Dataset records below:
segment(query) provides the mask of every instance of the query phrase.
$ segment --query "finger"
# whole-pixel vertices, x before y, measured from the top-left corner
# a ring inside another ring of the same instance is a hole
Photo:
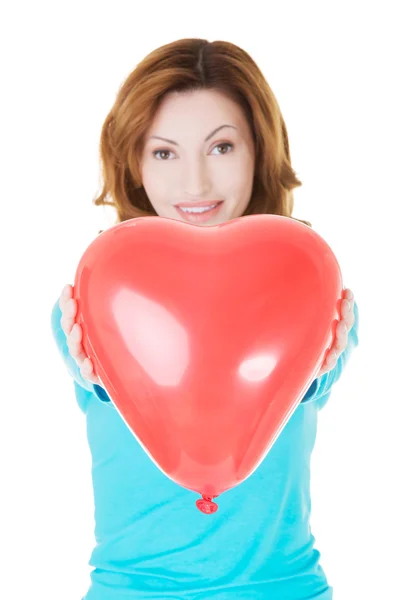
[[[71,341],[70,337],[67,338],[67,346],[70,355],[78,364],[78,367],[81,367],[83,365],[84,360],[87,358],[87,354],[83,346],[81,344],[77,344],[74,341]]]
[[[347,288],[344,293],[344,299],[350,304],[350,312],[354,311],[354,294],[350,288]]]
[[[352,310],[350,312],[349,316],[345,319],[347,331],[350,331],[350,329],[353,327],[355,320],[356,320],[356,317],[354,314],[354,310]]]
[[[71,329],[75,324],[77,308],[78,306],[74,298],[67,300],[64,305],[61,317],[61,327],[66,335],[70,335]]]
[[[327,354],[324,364],[324,368],[326,369],[326,371],[330,371],[331,369],[333,369],[333,367],[336,365],[337,359],[337,352],[335,350],[330,350]]]
[[[67,337],[67,346],[71,356],[81,365],[87,358],[87,354],[82,345],[82,327],[74,323],[70,335]]]
[[[347,302],[350,304],[350,306],[353,306],[354,304],[354,294],[352,292],[352,290],[350,288],[346,288],[343,290],[342,293],[342,302],[343,300],[347,300]],[[346,305],[346,303],[345,303]]]
[[[342,319],[346,323],[348,331],[353,327],[355,316],[354,316],[354,301],[344,299],[341,305]]]
[[[61,328],[62,328],[63,332],[68,337],[71,334],[72,327],[75,324],[75,318],[74,317],[67,318],[66,316],[63,315],[61,317],[60,323],[61,323]]]
[[[347,300],[354,300],[354,294],[353,294],[353,292],[351,291],[350,288],[346,288],[344,290],[343,297],[346,298]]]
[[[93,363],[90,358],[86,357],[81,366],[82,375],[90,376],[93,374]]]
[[[340,315],[341,315],[341,317],[343,317],[343,319],[345,319],[349,315],[350,312],[351,312],[350,300],[347,300],[347,298],[344,298],[342,300],[342,304],[340,306]]]
[[[339,321],[336,326],[336,341],[347,342],[348,329],[345,321]]]
[[[70,298],[65,304],[63,314],[67,318],[75,317],[77,310],[78,310],[78,304],[77,304],[75,298]]]
[[[350,329],[353,327],[353,323],[355,320],[354,301],[347,299],[342,300],[340,313],[341,320],[343,320],[346,323],[346,327],[350,331]]]
[[[81,375],[84,379],[90,381],[91,383],[98,383],[98,379],[94,374],[93,363],[90,358],[86,357],[84,360],[81,366]]]
[[[336,341],[333,346],[338,356],[346,349],[349,339],[349,331],[344,321],[339,321],[336,327]]]
[[[72,285],[70,285],[69,283],[63,287],[61,295],[60,295],[60,299],[58,301],[58,304],[60,306],[60,309],[63,311],[64,307],[66,305],[66,303],[68,302],[68,300],[70,300],[72,298],[73,295],[73,288]]]

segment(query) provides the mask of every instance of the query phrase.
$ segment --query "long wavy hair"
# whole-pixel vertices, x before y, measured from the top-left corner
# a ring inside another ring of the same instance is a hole
[[[271,88],[247,52],[230,42],[198,38],[157,48],[120,87],[101,130],[103,186],[93,199],[96,206],[112,206],[117,222],[157,214],[139,170],[146,132],[167,93],[205,89],[237,102],[252,131],[254,180],[243,214],[294,218],[292,190],[302,183],[292,169],[286,125]]]

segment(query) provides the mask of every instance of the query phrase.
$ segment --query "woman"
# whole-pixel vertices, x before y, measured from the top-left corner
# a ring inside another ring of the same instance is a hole
[[[270,87],[228,42],[183,39],[148,55],[119,90],[100,149],[95,204],[113,206],[118,222],[292,218],[301,185]],[[318,378],[258,469],[220,497],[216,518],[194,511],[192,492],[165,477],[128,430],[85,355],[76,312],[68,285],[52,326],[93,457],[97,544],[85,600],[331,599],[310,530],[309,470],[317,413],[358,344],[352,292]]]

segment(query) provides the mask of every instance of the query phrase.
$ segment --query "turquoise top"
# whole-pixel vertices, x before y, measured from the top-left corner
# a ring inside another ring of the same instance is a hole
[[[336,367],[313,381],[256,471],[204,515],[196,494],[156,467],[107,392],[82,379],[56,303],[52,330],[92,455],[96,546],[85,600],[331,600],[310,529],[310,458],[318,411],[358,345],[357,305],[355,316]]]

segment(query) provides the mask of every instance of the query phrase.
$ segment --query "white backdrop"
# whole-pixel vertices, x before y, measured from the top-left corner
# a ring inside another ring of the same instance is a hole
[[[80,600],[94,544],[84,415],[50,312],[112,213],[100,129],[148,52],[238,44],[286,121],[294,216],[334,250],[360,345],[320,413],[312,529],[335,600],[398,593],[399,22],[396,2],[19,2],[1,9],[1,577],[7,600]],[[397,38],[397,40],[396,40]]]

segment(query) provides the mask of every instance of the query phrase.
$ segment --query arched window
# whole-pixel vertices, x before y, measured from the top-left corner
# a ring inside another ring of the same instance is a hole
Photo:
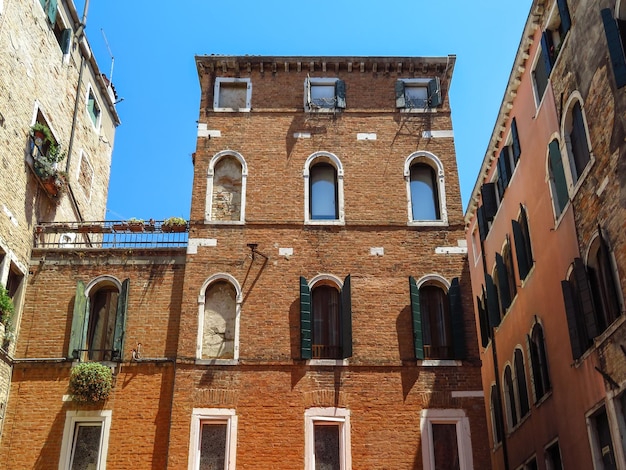
[[[528,215],[526,208],[520,204],[520,214],[517,220],[512,220],[513,238],[515,239],[515,255],[519,278],[526,279],[533,266],[533,250],[530,244],[530,231],[528,230]],[[515,277],[513,277],[515,281]]]
[[[533,391],[535,393],[535,403],[537,403],[551,388],[543,328],[539,323],[533,326],[528,336],[528,349],[530,351]]]
[[[247,174],[239,153],[226,150],[213,156],[208,170],[206,222],[244,222]]]
[[[572,356],[578,359],[593,344],[593,338],[598,334],[593,294],[582,259],[574,258],[567,279],[561,281],[561,289]]]
[[[561,148],[559,141],[556,139],[548,145],[548,180],[550,181],[554,217],[558,219],[569,201],[569,195],[567,193],[567,180],[565,178],[565,170],[563,169]]]
[[[493,433],[494,446],[502,442],[502,408],[500,407],[500,397],[495,384],[491,385],[489,397],[489,408],[491,411],[491,432]]]
[[[198,301],[199,360],[236,360],[239,358],[239,316],[241,289],[228,274],[207,279]]]
[[[526,387],[526,369],[524,368],[524,354],[520,348],[515,349],[515,384],[519,402],[520,419],[530,411],[528,404],[528,388]]]
[[[563,137],[567,149],[572,186],[576,185],[591,160],[587,124],[580,100],[570,98],[563,121]]]
[[[404,163],[409,224],[446,224],[445,182],[441,161],[429,152],[415,152]]]
[[[511,243],[507,235],[502,254],[496,253],[496,274],[501,313],[504,315],[517,293]],[[495,277],[494,277],[495,279]]]
[[[68,357],[122,360],[129,284],[129,279],[121,283],[112,276],[101,276],[87,287],[77,283]]]
[[[303,359],[345,359],[352,356],[350,276],[343,285],[330,275],[310,283],[300,278],[300,331]]]
[[[465,331],[458,278],[448,285],[438,276],[419,284],[409,277],[417,359],[463,359]]]
[[[515,398],[515,387],[513,386],[513,373],[509,364],[504,368],[504,403],[506,405],[506,420],[509,430],[517,426],[517,405]]]
[[[305,162],[303,175],[305,223],[343,223],[343,167],[339,159],[332,153],[316,152]]]
[[[618,283],[609,246],[602,231],[593,240],[587,255],[587,274],[596,311],[598,333],[604,331],[621,314]]]

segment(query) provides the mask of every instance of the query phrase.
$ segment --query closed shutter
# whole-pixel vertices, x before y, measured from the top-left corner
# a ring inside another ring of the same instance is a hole
[[[48,21],[50,21],[50,24],[54,25],[57,20],[57,0],[48,0],[48,11],[46,13],[48,15]]]
[[[346,107],[346,82],[337,80],[335,82],[335,99],[337,108],[345,109]]]
[[[574,163],[576,164],[576,177],[579,178],[591,159],[580,102],[577,102],[572,108],[572,133],[570,134],[570,140],[572,141],[572,152],[574,153]]]
[[[70,28],[66,28],[61,34],[61,51],[63,51],[63,54],[69,54],[71,41],[72,30]]]
[[[483,242],[485,238],[487,238],[487,233],[489,233],[489,227],[487,226],[487,219],[485,217],[485,207],[480,206],[476,211],[476,215],[478,216],[478,234],[480,235],[480,241]]]
[[[569,200],[567,181],[565,180],[565,170],[563,169],[563,158],[561,157],[559,143],[556,140],[550,142],[548,149],[550,154],[552,180],[554,182],[554,189],[556,190],[556,194],[553,194],[552,197],[556,197],[559,214],[561,214],[565,208],[565,204],[567,204],[567,201]]]
[[[550,49],[552,48],[552,38],[550,37],[550,33],[544,31],[541,35],[541,60],[543,60],[544,67],[546,69],[546,79],[550,76],[550,72],[552,72],[552,54],[550,53]]]
[[[307,280],[300,276],[300,357],[311,359],[311,289]]]
[[[519,141],[519,134],[517,132],[517,121],[513,118],[511,122],[511,135],[513,137],[513,160],[515,161],[515,165],[519,161],[519,157],[522,154],[522,146]]]
[[[308,75],[304,79],[304,89],[306,93],[306,106],[307,108],[311,108],[311,77]]]
[[[596,325],[596,314],[593,307],[593,295],[589,287],[589,278],[585,263],[580,258],[574,259],[574,278],[576,279],[576,287],[578,288],[578,297],[582,314],[585,318],[585,328],[587,329],[587,340],[591,340],[598,335],[598,327]],[[588,341],[585,341],[587,344]]]
[[[526,279],[526,276],[528,276],[531,263],[528,260],[528,253],[526,253],[526,243],[521,224],[517,220],[511,220],[511,224],[513,225],[513,240],[515,242],[517,269],[519,271],[519,278],[523,280]]]
[[[352,299],[350,275],[343,280],[341,289],[341,352],[344,359],[352,357]]]
[[[413,347],[416,359],[424,359],[424,337],[422,336],[422,312],[420,310],[420,291],[413,276],[409,276],[411,295],[411,315],[413,317]]]
[[[81,349],[84,348],[85,323],[87,321],[88,299],[85,297],[85,283],[78,281],[76,283],[76,297],[74,298],[74,313],[72,316],[72,331],[70,333],[70,343],[67,350],[68,359],[79,359]]]
[[[115,316],[115,334],[113,336],[112,361],[124,360],[124,337],[126,335],[126,311],[128,310],[128,287],[130,279],[122,282],[122,291],[117,298],[117,314]]]
[[[576,319],[576,304],[572,285],[569,281],[561,281],[561,290],[563,291],[563,302],[565,304],[565,316],[567,318],[567,329],[569,331],[569,340],[572,347],[572,356],[578,359],[583,354],[581,346],[578,322]]]
[[[436,108],[441,106],[441,83],[438,78],[433,78],[428,82],[428,106]]]
[[[498,212],[498,200],[496,199],[495,183],[485,183],[481,186],[480,193],[483,199],[485,219],[490,221]]]
[[[567,7],[566,0],[556,0],[556,4],[559,8],[559,16],[561,17],[561,27],[559,31],[563,37],[565,37],[565,33],[567,33],[572,26],[572,19],[569,16],[569,8]]]
[[[404,97],[404,82],[396,80],[396,108],[406,108],[406,99]]]
[[[480,324],[480,344],[483,348],[486,348],[489,344],[489,318],[487,318],[487,309],[480,297],[476,297],[476,307],[478,309],[478,322]]]
[[[624,44],[620,37],[620,28],[617,22],[619,20],[616,21],[613,18],[613,13],[608,8],[604,8],[600,13],[604,23],[604,34],[609,47],[611,65],[613,66],[615,85],[617,88],[622,88],[626,85],[626,59],[624,58]]]
[[[509,276],[507,275],[504,258],[496,253],[496,271],[498,272],[498,289],[500,293],[500,305],[504,312],[511,305],[511,290],[509,289]]]
[[[507,146],[500,151],[498,158],[498,178],[502,181],[501,194],[504,194],[504,190],[509,185],[510,176],[511,164],[509,162],[509,147]]]
[[[498,293],[491,275],[485,275],[485,289],[487,291],[487,313],[489,314],[489,327],[496,328],[500,325],[500,308],[498,307]]]
[[[465,321],[463,319],[463,302],[461,300],[461,286],[459,278],[452,279],[448,290],[450,315],[452,323],[452,347],[455,359],[465,359]]]
[[[530,370],[528,372],[530,372],[530,387],[533,391],[533,403],[537,403],[537,400],[539,399],[535,388],[535,369],[537,368],[537,363],[539,362],[535,349],[536,348],[533,345],[533,340],[530,335],[526,335],[526,357],[529,358],[528,368]]]

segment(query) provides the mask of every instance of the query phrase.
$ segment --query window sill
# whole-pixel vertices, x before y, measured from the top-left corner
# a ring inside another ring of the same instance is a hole
[[[515,426],[513,426],[511,430],[509,430],[509,432],[507,432],[506,436],[511,437],[515,433],[515,431],[517,431],[519,428],[522,427],[522,424],[528,421],[529,418],[530,418],[530,410],[528,411],[528,413],[522,416],[522,418],[517,422]]]
[[[308,359],[306,364],[308,366],[348,366],[350,362],[348,359]]]
[[[593,168],[593,165],[595,163],[596,163],[596,157],[594,156],[593,152],[590,150],[589,162],[587,163],[587,166],[585,167],[583,172],[580,174],[580,178],[578,178],[578,181],[576,181],[576,184],[573,185],[573,187],[569,191],[570,201],[573,201],[574,198],[576,197],[576,194],[578,194],[578,191],[580,191],[580,187],[583,185],[583,182],[587,179],[587,176],[589,175],[589,173],[591,173],[591,169]]]
[[[245,220],[206,220],[205,225],[245,225]]]
[[[460,367],[463,361],[455,359],[424,359],[418,360],[417,365],[421,367]]]
[[[337,112],[341,112],[343,110],[343,108],[308,108],[305,107],[304,108],[304,112],[305,113],[310,113],[310,114],[328,114],[328,113],[337,113]]]
[[[213,108],[215,113],[249,113],[251,108]]]
[[[525,277],[524,279],[522,279],[520,289],[523,289],[523,288],[524,288],[524,286],[526,285],[526,283],[527,283],[527,282],[529,281],[529,279],[532,277],[533,273],[535,272],[535,266],[537,266],[537,263],[535,263],[535,262],[533,261],[533,265],[532,265],[532,266],[530,267],[530,269],[528,270],[528,274],[526,274],[526,277]],[[519,274],[519,273],[518,273],[518,274]],[[517,295],[516,295],[515,297],[517,297]],[[512,303],[513,303],[513,302],[511,302],[511,304],[512,304]]]
[[[565,218],[565,213],[569,209],[569,206],[571,205],[571,203],[572,202],[569,199],[569,194],[568,194],[567,202],[565,203],[565,206],[563,206],[563,210],[561,211],[559,216],[554,219],[554,231],[556,231],[561,225],[561,221]],[[552,204],[552,211],[554,212],[554,204]]]
[[[409,227],[447,227],[447,220],[409,220]]]
[[[548,398],[550,398],[552,396],[552,389],[548,390],[546,393],[543,394],[543,396],[537,400],[535,402],[535,408],[539,408],[541,405],[543,405],[544,402],[546,402],[548,400]]]
[[[198,366],[236,366],[239,359],[196,359]]]
[[[437,108],[400,108],[402,114],[436,113]]]
[[[305,220],[304,225],[345,225],[344,220]]]

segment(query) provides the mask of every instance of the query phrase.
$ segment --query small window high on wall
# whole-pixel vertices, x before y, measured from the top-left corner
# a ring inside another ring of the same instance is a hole
[[[343,166],[336,155],[316,152],[307,158],[304,177],[304,223],[343,225]]]
[[[235,359],[237,291],[227,280],[211,283],[204,298],[201,359]]]
[[[415,152],[404,162],[409,225],[446,225],[443,165],[429,152]]]
[[[207,172],[205,222],[245,222],[247,175],[246,161],[238,152],[224,150],[211,158]]]

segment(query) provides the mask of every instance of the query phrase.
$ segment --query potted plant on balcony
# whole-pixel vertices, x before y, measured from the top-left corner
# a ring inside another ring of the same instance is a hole
[[[164,232],[184,232],[187,230],[187,221],[182,217],[169,217],[161,224]]]
[[[74,401],[106,400],[113,389],[111,368],[99,362],[81,362],[72,368],[70,394]]]
[[[57,198],[67,187],[67,173],[58,169],[66,154],[54,140],[50,128],[40,122],[31,127],[31,143],[33,171],[46,192]]]
[[[127,220],[127,222],[128,229],[131,232],[143,232],[143,219],[136,219],[134,217],[131,217]]]
[[[8,342],[13,336],[13,314],[15,308],[9,292],[0,286],[0,340],[2,343]]]

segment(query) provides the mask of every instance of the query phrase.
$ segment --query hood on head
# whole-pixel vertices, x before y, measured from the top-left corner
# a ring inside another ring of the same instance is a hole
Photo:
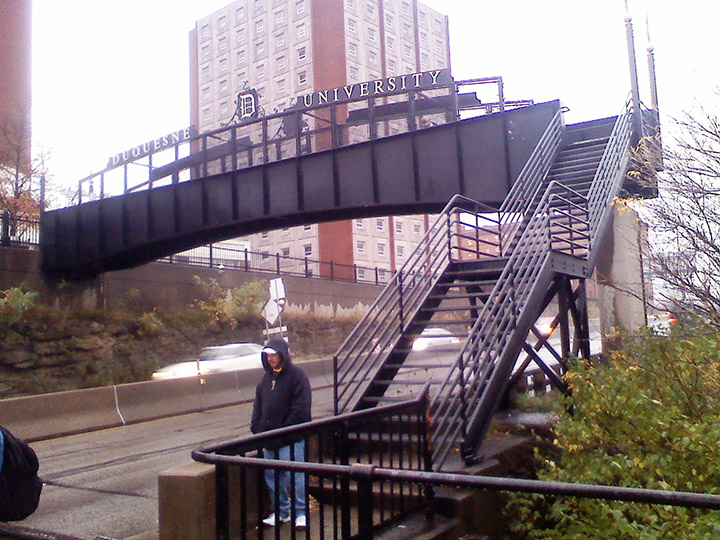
End of Dataset records.
Work to complete: For each line in the data that contains the string "window", give a copy of that line.

Solution:
$ segment --query arched window
$ segment --query window sill
$ segment --query small window high on wall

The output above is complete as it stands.